§ **Passage shown**

# This is either a cool idea or the result of exhaustion,THC, and Kurosawa



## LostAvood (Sep 9, 2011)

Start a wandering group of martial artists? lol (I'm not going to be shocked at the stream of negativity I'm more then likely going to recieve)


----------



## trash diver (Sep 10, 2011)

I don't think its a bad idea.Maybe something like the Shaolin monks.


----------



## DaisyDoom (Sep 10, 2011)

Great idea if you could actually pull if off but it doesn't seem very likely lol....maybe it's jut me but trying to gather a group of people with common skills/ideas/interests is not easy and the more unconventional the idea is, the harder it seems to be.


----------



## shiftingGEARS (Sep 10, 2011)

Akira Kurosawa you speak of? I would love to learn Bruce lee's jeet kune do.


----------



## LostAvood (Sep 10, 2011)

DaisyDoom said:


> Great idea if you could actually pull if off but it doesn't seem very likely lol....maybe it's jut me but trying to gather a group of people with common skills/ideas/interests is not easy and the more unconventional the idea is, the harder it seems to be.



I agree wholeheartedly I have been practicing martial arts for a very long time (19 years to be exact). I'm not an expert, I'm not some ignorant fool that believes I am one of the top 500 martial artists in the world today. I am an advanced beginner like all who truly walk the path to attain mastery in any art martial or otherwise. The true master has attained levels of enlightenment, insight, moksha, whatever you may name it, a true master never is someone who has discovered a truth that few will ever be able to comprehend. I am someone who looks for mastery not for power but for tranquility. I put this post up just in case someone/s like minded came across this and cared to join me or meet up to aid one another, protect one another, to hone our skills and in most cases keep one another from becoming to bitter and to hateful. If you lose the true definition of attaining mastery, then you become nothing more then another dangerous, soulless, wanderer.


----------



## LostAvood (Sep 11, 2011)

shiftingGEARS said:


> Akira Kurosawa you speak of? I would love to learn Bruce lee's jeet kune do.

§ **Exercise tasks**
1: In the forum thread about a wandering group of martial artists, rewrite the text between "## DaisyDoom (Sep" and "shiftingGEARS (Sep 10, 2011)", inclusive, substituting "unusual" for "unconventional".
2: In the forum thread about a wandering group of martial artists, how long does LostAvood say they have been practicing martial arts?
3: Extend the forum thread about a wandering group of martial artists from the point where it stops.

§ **Recorded data**
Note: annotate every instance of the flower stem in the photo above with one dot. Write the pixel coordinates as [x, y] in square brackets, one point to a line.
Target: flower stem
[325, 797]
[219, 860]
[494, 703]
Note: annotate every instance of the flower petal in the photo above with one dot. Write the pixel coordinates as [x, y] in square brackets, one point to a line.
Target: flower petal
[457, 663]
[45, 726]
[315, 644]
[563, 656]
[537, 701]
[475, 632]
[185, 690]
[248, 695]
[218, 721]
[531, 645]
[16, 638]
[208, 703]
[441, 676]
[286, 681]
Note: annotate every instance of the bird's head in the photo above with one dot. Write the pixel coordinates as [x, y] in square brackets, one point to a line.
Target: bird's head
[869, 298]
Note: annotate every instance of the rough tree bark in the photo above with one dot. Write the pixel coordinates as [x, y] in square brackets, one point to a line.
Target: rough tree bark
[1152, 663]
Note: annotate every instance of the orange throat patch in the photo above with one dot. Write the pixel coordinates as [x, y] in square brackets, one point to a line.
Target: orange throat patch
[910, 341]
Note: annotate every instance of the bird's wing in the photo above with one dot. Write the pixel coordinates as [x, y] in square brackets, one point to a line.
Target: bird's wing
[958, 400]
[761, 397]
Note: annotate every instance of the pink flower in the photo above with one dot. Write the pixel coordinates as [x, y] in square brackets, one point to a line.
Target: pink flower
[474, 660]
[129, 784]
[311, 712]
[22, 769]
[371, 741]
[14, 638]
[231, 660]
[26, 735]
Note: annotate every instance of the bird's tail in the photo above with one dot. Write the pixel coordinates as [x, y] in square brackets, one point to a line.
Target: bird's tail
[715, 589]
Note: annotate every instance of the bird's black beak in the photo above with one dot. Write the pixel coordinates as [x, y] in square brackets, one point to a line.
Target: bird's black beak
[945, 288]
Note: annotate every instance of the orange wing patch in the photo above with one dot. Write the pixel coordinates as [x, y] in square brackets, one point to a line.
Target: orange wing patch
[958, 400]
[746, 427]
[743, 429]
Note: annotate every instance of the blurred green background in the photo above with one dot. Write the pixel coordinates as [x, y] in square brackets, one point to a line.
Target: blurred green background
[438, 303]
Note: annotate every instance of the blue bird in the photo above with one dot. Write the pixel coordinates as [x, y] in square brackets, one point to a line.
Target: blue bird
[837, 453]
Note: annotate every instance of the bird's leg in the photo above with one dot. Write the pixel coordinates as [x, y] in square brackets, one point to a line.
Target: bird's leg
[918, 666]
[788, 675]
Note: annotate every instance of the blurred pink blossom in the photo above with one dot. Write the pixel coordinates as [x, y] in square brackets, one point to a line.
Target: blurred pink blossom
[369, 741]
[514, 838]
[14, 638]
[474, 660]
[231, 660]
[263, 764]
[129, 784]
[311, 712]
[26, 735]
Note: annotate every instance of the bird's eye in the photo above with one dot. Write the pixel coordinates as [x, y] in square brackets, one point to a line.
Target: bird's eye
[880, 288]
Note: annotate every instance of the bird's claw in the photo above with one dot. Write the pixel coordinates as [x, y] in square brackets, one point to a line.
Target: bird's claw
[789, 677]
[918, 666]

--

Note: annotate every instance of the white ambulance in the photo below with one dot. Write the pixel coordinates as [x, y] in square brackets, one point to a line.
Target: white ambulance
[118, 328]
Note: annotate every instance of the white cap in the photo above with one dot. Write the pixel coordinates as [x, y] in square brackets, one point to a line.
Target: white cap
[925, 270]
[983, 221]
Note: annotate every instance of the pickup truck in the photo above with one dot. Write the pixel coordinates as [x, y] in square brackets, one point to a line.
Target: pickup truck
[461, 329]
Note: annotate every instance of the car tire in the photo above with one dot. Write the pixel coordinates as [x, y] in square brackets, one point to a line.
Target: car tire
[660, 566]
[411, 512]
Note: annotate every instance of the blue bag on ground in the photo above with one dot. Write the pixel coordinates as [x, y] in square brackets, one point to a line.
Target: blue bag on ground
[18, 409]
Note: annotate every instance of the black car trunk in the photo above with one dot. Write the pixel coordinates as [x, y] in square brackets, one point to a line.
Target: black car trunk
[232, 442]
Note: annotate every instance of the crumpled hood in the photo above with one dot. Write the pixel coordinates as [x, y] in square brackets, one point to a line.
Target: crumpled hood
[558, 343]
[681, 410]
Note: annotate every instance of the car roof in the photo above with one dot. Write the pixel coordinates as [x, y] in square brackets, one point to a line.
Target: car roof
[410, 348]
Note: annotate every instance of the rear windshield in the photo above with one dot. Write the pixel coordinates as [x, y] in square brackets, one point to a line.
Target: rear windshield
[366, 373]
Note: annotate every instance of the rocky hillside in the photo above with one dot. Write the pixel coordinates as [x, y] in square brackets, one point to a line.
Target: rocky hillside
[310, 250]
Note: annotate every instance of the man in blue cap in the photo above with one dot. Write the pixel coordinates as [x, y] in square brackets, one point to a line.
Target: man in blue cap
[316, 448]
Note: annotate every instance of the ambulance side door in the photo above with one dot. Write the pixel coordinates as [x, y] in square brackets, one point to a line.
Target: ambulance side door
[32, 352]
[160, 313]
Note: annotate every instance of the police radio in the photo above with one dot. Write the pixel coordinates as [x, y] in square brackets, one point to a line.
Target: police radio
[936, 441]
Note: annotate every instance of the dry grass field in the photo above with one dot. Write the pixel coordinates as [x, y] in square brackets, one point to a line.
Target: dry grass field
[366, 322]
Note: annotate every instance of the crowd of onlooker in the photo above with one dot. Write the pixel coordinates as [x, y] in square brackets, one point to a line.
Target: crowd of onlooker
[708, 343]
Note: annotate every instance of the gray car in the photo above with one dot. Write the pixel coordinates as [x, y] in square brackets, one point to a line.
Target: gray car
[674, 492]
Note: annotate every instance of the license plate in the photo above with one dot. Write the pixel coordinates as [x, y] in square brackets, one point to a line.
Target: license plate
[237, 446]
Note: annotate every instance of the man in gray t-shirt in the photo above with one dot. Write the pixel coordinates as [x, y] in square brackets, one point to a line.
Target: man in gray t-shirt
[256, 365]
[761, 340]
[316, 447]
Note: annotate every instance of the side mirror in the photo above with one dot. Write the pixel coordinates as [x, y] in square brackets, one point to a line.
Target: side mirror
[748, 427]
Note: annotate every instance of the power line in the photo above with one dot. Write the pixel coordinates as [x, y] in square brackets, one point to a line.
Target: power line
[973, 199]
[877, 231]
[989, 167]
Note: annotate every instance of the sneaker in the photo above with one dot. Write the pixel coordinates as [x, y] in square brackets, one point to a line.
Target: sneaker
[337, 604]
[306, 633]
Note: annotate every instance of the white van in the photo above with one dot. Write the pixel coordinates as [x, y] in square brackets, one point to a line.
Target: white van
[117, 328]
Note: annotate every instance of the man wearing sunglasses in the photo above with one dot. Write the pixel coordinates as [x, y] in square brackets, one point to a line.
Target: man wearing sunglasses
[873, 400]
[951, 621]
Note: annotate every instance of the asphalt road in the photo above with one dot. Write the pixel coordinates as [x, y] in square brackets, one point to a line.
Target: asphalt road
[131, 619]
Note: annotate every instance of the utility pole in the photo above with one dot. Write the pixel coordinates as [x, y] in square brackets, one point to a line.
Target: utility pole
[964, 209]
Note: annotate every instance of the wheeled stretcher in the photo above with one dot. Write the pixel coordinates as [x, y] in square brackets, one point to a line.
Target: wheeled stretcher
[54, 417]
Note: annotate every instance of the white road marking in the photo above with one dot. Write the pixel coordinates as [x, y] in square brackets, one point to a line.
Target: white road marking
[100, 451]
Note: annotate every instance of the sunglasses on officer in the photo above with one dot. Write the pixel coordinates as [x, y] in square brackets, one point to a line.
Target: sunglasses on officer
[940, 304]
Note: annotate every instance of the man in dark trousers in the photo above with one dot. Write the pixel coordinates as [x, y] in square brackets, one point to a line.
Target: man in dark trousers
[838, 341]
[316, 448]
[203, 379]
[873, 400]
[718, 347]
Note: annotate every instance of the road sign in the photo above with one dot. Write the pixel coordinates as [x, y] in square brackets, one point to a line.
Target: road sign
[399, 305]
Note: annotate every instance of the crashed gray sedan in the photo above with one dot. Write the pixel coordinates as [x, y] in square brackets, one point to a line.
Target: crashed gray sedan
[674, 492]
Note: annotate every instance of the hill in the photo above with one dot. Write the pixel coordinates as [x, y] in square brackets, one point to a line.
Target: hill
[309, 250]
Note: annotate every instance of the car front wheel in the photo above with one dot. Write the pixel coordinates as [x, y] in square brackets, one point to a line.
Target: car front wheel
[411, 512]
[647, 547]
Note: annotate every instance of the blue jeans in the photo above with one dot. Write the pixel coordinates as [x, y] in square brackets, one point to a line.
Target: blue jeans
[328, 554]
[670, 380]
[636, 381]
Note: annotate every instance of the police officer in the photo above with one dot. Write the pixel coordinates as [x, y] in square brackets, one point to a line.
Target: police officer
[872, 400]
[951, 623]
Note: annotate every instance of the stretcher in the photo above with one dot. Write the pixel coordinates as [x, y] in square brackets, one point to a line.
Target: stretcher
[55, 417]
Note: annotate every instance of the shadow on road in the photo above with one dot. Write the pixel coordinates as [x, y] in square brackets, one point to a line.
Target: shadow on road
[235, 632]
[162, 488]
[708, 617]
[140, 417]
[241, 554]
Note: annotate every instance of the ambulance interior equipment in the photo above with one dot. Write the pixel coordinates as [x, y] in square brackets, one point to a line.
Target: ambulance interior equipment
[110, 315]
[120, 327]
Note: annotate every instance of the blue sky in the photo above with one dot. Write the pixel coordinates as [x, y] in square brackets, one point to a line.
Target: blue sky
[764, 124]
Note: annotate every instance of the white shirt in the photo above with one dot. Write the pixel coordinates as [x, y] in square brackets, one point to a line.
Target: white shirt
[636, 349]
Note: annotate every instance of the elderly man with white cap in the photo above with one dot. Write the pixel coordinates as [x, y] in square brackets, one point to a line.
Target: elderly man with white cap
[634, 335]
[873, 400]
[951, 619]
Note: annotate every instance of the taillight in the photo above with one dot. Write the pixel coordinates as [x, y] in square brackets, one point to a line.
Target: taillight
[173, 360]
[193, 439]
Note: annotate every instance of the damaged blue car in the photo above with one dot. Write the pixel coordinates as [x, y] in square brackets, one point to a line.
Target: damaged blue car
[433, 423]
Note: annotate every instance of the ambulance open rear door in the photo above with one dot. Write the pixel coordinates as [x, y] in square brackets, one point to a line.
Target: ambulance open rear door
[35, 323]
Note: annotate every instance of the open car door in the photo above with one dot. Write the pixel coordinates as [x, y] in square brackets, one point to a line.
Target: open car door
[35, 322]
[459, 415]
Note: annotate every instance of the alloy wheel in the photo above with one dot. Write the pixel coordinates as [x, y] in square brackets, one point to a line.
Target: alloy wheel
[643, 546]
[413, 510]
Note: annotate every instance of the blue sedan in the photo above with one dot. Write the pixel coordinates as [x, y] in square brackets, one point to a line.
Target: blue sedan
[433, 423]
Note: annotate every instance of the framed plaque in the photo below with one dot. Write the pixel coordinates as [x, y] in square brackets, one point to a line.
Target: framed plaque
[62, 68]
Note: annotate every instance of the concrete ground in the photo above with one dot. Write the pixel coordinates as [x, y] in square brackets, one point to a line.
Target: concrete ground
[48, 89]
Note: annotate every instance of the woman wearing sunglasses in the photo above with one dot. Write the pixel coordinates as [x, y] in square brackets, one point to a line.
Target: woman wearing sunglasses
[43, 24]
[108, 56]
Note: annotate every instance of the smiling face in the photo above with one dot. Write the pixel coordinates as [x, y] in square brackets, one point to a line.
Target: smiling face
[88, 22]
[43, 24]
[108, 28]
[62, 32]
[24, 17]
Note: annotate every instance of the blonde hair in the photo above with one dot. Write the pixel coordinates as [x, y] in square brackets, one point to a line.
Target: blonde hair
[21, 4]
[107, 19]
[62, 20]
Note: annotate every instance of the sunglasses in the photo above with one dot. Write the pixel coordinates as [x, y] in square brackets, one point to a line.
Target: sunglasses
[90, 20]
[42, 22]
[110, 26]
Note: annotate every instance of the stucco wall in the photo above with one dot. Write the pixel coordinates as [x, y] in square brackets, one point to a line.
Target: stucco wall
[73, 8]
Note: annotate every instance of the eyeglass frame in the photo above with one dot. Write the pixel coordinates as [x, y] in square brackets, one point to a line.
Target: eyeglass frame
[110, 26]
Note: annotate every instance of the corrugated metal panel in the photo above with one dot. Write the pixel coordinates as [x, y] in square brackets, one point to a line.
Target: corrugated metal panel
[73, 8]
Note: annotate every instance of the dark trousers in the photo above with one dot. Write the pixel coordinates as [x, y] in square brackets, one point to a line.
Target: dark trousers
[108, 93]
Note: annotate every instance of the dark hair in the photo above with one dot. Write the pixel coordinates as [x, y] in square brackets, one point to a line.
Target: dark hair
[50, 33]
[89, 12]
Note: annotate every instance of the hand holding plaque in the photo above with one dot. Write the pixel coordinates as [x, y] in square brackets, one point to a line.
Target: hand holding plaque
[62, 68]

---

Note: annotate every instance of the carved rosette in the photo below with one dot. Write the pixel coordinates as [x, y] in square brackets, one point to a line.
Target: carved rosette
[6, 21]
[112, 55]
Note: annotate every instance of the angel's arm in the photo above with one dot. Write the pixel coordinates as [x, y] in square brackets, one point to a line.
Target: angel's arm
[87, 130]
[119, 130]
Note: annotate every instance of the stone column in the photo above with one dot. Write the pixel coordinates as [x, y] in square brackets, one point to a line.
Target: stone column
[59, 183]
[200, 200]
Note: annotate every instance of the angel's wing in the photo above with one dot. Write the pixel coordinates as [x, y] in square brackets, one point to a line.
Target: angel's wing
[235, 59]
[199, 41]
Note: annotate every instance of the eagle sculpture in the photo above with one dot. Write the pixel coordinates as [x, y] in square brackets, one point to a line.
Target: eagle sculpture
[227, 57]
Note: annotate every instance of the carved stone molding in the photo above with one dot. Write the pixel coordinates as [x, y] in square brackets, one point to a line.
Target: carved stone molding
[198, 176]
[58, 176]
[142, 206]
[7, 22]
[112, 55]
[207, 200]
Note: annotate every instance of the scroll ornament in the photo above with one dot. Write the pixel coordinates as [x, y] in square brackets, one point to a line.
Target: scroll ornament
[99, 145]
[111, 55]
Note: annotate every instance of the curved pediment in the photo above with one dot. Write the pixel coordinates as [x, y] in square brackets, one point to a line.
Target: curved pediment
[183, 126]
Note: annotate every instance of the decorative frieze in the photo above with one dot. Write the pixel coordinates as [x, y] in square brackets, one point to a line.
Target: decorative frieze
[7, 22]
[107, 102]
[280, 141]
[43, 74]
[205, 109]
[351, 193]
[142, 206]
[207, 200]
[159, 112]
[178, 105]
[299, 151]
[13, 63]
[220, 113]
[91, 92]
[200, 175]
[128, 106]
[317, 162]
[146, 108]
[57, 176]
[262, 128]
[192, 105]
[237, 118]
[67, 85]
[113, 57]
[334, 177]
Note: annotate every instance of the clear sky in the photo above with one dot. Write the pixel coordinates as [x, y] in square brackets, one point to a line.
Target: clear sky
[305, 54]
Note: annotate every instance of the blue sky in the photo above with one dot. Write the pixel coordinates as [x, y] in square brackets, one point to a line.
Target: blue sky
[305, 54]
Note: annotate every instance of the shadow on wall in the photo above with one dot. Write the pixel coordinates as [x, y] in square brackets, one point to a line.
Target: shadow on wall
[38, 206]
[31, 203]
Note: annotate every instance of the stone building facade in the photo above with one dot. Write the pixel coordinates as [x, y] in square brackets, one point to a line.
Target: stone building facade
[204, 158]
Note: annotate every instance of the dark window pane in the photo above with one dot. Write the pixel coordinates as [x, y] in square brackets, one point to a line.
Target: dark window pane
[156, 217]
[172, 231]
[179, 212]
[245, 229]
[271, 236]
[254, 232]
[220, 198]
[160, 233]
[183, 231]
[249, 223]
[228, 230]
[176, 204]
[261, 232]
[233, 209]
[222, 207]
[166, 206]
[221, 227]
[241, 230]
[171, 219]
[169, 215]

§ **Final results**
1:
## DaisyDoom (Sep 10, 2011)

Great idea if you could actually pull if off but it doesn't seem very likely lol....maybe it's jut me but trying to gather a group of people with common skills/ideas/interests is not easy and the more unusual the idea is, the harder it seems to be.


----------



## shiftingGEARS (Sep 10, 2011)

2: 19 years.

3:
 I'm not being a nit picky know it all dick. I actually only found this out when I was 16 yrs old. Jeet Kune Do itself is not a style. Its a concept, Its the concept of style without style. You see Sifu Bruce Lee was trying to teach his students that what works for one does not work for another hence the technique may have been done perfectly so why was it not as effective as when others do it. Bruce Lee's Style ala trying to do the same techniques and motions he did is known as Jun Fuan Gung-fu. It gets its name from his Sifu Lee's Chinese name which is Lee Jun Fuan. To follow the Jeet Kune do philosophy at least my interpretation is to continually learn new techniques and learn which ones work for you as individual. But like all things I am only one person with only my personal experiences to draw off of so like a learning a new technique empty your cup then listen and then accept what is useful to you as an individual and discard what is superfluous


----------



## shiftingGEARS (Sep 11, 2011)

well then, thats all good to know..


----------



## dharma bum (Sep 11, 2011)

when i was younger, my uncle taught me a lot of bujinkan budo taijutsu (ninpo) and it can really enlighten your awareness and heighten your senses. it's really good in dark alleys or with the element of surprise. also, being more aware of your surroundings gives you a whole new sense of looking at things... like how many exits are in the place you are in... what you could use as a weapon if needed... how people around you are behaving, etc. one of my uncle's best friends was a guy named stephen hayes, and apparently he is some american-ninja-hotshot guy. that's how he learned it. 
if i could learn anything, i'd like to give a go at hapkido or krav maga and mix them (with ninpo) all together. but knowing an art and practicing it are two different things.


----------



## Puckett (Sep 11, 2011)

i learned all my moves from the great Chuck Norris, i can and will defeat everyone


----------



## DaisyDoom (Sep 11, 2011)

Fuck Chuck Norris.


----------



## Puckett (Sep 11, 2011)

DaisyDoom said:


> Fuck Chuck Norris.



sorry but now i have to kill you


----------



## DaisyDoom (Sep 11, 2011)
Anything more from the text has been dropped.